Every line from the one containing "Locate every instance of the distant mountain" to the final line of the material below must be reproduced exactly; leave out all other lines.

_Point labeling examples:_
# # # # #
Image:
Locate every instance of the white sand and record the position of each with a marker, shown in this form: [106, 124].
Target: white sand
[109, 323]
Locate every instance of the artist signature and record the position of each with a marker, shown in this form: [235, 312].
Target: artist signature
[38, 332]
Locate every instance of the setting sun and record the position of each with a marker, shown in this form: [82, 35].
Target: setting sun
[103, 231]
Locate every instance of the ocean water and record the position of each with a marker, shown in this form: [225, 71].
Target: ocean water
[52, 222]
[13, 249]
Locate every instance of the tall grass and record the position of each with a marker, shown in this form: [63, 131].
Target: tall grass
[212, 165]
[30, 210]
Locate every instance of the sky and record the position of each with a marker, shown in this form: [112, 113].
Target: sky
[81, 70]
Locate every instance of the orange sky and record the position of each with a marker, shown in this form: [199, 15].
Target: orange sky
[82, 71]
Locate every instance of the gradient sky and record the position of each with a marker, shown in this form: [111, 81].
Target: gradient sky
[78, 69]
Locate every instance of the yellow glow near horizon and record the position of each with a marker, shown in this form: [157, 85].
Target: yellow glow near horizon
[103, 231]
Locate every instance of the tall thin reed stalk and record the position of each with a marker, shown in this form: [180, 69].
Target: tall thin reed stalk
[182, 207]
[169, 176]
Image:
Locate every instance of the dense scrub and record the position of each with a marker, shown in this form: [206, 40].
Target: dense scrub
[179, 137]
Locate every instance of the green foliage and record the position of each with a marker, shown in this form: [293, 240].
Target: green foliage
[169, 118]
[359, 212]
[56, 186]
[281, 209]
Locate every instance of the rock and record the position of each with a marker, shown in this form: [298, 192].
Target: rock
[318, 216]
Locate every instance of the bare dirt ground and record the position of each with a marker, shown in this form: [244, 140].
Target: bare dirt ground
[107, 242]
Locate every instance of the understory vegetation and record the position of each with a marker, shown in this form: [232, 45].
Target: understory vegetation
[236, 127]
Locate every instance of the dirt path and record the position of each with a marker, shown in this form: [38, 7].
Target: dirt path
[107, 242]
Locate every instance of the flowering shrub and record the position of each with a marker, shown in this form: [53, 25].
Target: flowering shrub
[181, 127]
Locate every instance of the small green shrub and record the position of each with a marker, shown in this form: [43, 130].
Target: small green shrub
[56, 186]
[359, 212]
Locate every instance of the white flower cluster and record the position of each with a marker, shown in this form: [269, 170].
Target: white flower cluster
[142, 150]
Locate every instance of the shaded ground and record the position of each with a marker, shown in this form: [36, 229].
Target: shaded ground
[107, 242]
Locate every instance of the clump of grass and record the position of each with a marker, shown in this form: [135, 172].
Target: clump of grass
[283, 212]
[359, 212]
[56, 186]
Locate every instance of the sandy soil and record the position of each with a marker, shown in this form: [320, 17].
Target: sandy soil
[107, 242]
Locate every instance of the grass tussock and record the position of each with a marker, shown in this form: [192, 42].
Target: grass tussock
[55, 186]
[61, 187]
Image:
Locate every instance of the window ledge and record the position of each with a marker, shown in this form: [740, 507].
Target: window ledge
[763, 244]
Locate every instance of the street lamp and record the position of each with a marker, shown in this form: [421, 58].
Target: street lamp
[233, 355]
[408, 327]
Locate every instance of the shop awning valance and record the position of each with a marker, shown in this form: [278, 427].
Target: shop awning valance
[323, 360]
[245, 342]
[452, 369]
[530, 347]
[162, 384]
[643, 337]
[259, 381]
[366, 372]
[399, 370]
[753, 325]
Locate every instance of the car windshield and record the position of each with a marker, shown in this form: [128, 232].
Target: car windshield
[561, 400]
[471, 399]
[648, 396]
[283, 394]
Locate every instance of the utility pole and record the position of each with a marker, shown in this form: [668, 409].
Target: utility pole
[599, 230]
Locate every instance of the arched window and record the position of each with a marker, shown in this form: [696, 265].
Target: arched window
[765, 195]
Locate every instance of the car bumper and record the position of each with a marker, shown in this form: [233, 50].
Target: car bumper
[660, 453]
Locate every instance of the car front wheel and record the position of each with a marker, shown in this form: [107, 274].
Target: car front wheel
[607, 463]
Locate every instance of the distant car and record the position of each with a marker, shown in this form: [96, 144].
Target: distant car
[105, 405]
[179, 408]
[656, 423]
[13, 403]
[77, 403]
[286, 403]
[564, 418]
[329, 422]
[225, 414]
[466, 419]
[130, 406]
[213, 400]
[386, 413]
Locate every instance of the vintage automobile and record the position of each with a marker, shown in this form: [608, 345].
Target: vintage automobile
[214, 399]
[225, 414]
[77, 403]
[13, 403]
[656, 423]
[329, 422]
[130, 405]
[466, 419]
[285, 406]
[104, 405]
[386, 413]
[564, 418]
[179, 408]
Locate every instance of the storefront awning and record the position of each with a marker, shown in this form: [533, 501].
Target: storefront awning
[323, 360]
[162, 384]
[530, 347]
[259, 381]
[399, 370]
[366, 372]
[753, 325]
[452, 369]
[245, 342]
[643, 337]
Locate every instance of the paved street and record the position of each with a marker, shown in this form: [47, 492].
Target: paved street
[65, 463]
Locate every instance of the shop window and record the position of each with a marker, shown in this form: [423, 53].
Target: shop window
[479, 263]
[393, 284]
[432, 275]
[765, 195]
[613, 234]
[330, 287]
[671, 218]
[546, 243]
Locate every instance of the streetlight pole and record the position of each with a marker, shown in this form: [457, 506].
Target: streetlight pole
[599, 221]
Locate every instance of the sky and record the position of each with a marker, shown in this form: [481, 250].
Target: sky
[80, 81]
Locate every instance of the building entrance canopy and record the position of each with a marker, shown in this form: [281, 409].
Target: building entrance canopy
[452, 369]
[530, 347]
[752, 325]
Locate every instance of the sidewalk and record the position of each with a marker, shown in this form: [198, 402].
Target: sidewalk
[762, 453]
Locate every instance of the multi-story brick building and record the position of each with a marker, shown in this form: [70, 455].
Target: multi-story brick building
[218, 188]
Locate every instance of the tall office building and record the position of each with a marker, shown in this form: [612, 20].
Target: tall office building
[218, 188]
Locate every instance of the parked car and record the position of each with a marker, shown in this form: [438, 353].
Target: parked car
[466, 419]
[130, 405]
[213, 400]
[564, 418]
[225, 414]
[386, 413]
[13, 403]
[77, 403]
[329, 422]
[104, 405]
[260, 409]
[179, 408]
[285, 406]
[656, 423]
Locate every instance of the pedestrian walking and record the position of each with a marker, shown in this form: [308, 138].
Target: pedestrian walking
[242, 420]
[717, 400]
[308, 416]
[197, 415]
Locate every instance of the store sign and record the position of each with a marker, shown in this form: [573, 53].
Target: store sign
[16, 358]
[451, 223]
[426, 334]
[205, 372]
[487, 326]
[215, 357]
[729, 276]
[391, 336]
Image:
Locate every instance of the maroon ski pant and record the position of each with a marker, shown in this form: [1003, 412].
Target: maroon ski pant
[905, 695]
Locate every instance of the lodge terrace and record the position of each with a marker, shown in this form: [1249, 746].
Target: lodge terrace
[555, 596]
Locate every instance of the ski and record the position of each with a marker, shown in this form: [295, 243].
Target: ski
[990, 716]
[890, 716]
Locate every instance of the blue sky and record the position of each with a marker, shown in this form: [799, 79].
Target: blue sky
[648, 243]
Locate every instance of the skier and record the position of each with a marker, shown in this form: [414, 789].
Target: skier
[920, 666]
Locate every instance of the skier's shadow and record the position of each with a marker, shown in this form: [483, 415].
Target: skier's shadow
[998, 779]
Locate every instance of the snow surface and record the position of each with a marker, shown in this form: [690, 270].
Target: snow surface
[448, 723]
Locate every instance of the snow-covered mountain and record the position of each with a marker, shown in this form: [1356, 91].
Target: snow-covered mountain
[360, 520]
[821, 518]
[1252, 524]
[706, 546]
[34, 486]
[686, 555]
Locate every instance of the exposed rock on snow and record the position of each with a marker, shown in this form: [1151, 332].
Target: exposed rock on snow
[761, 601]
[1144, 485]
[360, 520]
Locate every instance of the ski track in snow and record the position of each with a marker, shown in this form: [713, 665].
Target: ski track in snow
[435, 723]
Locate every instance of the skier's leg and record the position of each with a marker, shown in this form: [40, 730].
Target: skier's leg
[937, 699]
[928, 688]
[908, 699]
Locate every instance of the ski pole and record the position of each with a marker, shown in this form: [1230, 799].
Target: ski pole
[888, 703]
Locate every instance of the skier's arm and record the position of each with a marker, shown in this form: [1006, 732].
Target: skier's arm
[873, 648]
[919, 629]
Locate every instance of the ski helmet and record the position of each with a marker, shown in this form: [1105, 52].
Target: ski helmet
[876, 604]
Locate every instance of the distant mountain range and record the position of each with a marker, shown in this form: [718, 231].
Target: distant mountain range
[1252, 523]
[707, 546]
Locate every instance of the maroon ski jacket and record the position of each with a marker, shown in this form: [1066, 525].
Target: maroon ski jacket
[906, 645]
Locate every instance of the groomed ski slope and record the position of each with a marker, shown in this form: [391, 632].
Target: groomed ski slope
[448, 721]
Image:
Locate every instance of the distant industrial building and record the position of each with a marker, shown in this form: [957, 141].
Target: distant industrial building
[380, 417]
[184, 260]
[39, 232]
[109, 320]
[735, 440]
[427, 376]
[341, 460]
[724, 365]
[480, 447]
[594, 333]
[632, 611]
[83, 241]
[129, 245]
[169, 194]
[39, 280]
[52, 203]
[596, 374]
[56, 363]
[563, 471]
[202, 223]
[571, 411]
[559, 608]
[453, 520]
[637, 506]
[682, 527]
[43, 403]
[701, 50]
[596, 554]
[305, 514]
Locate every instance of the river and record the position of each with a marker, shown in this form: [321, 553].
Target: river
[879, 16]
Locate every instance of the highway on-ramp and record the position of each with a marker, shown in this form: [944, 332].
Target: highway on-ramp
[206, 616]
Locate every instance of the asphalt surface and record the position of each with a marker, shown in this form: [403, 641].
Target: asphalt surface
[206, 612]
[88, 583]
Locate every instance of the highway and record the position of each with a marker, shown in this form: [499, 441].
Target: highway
# # # # #
_Finished answer:_
Locate every instance of the distant mountain range and record the position of each with a marker, shown in this form: [718, 231].
Target: distant mountain range
[1252, 523]
[707, 546]
Locate every instance of the maroon ski jacket and record the position of each with a marker, shown in this form: [1066, 525].
Target: maroon ski jacket
[906, 645]
Locate every instance of the groomed ski slope and record the position of each with a marker, shown in this form: [391, 632].
Target: groomed ski slope
[448, 721]
Image:
Locate every instance of the distant industrial building and record the position of each with a marker, shown in this form: [957, 141].
Target: distant industrial building
[380, 417]
[184, 260]
[39, 232]
[109, 320]
[735, 440]
[427, 376]
[341, 460]
[724, 365]
[480, 447]
[594, 333]
[632, 611]
[83, 241]
[129, 245]
[169, 194]
[39, 280]
[52, 203]
[596, 374]
[56, 363]
[563, 471]
[202, 223]
[571, 411]
[559, 608]
[453, 520]
[637, 506]
[682, 527]
[43, 403]
[701, 50]
[596, 554]
[305, 514]
Locate every instance of the river and record the position of each with a marker, shown in this form: [321, 553].
Target: river
[879, 16]
Locate every instance of the highway on-ramp and record the position of each with a marker, shown in this form: [944, 332].
Target: highway on-ramp
[206, 616]
Locate every instance of the asphalt surface and record the position of each with a marker, shown in this form: [403, 641].
Target: asphalt surface
[206, 612]
[88, 583]
Locate every instance of the highway and record the position of each with a marker, shown in this form: [499, 441].
Target: highway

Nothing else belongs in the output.